## READING TEXT
⟨

Any one of these accomplishments would merit the highest of accolades from the scientific community yet the name Nikola Tesla is greeted, more often than not, with questions. "Who? I thought Marconi invented the radio..."
Nikola Tesla was, quite simply, the most important figure of the twentieth century but he made the mistake of angering Thomas Edison by doing what Edison said couldn't be done (perfecting alternating current) and thus a Stalin-esque media campaign championed by Edison was born to impune the imperious Serb (Tesla). The inertia of the campaign continues to this day - The People's Almanac Vol. 2 credits Marconi with inventing radio...
The chapters detailing Tesla's interaction with Edison are alone worth the price of the book. Sadly, it reads like a soap opera as Edison was a spiteful old man. It's a pity that Mr. Edison's ego prevented him from seeing the importance of Mr. Tesla.

⟩

## SUPPLIED MATERIAL
⟨

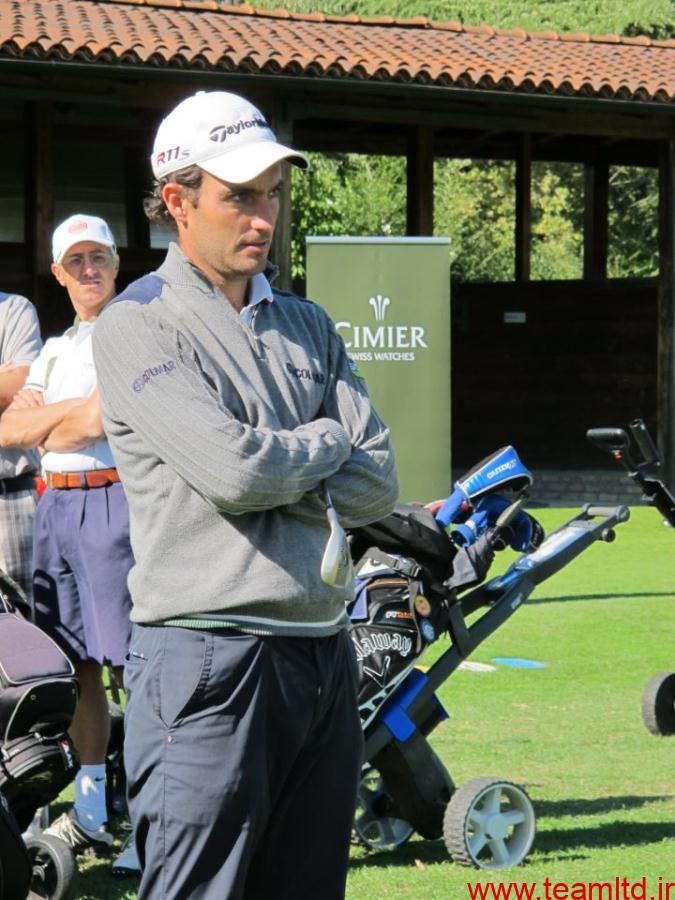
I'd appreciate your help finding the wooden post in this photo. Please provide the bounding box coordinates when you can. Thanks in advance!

⟩
⟨

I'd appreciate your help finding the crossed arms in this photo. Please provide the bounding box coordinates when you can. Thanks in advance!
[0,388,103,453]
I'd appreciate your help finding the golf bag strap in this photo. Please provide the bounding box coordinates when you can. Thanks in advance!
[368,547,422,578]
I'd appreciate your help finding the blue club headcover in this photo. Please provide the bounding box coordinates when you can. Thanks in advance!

⟩

## PROBLEMS
A. Answer these questions from the Tesla review, one line each:
(i) What did Tesla perfect that Edison said couldn't be done?
(ii) Which publication does the review say credits Marconi with inventing radio?
(iii) Which chapters are alone worth the price of the book?
B. Convert the records into a numbered list, from the line with "I'd appreciate your help finding the crossed" up to and including the line with "I'd appreciate your help finding the blue". Leave out any blank lines.

## EXERCISE RESULTS
A.
(i) Alternating current.
(ii) The People's Almanac Vol. 2.
(iii) The chapters detailing Tesla's interaction with Edison.

B.
1. I'd appreciate your help finding the crossed arms in this photo. Please provide the bounding box coordinates when you can. Thanks in advance!
2. [0,388,103,453]
3. I'd appreciate your help finding the golf bag strap in this photo. Please provide the bounding box coordinates when you can. Thanks in advance!
4. [368,547,422,578]
5. I'd appreciate your help finding the blue club headcover in this photo. Please provide the bounding box coordinates when you can. Thanks in advance!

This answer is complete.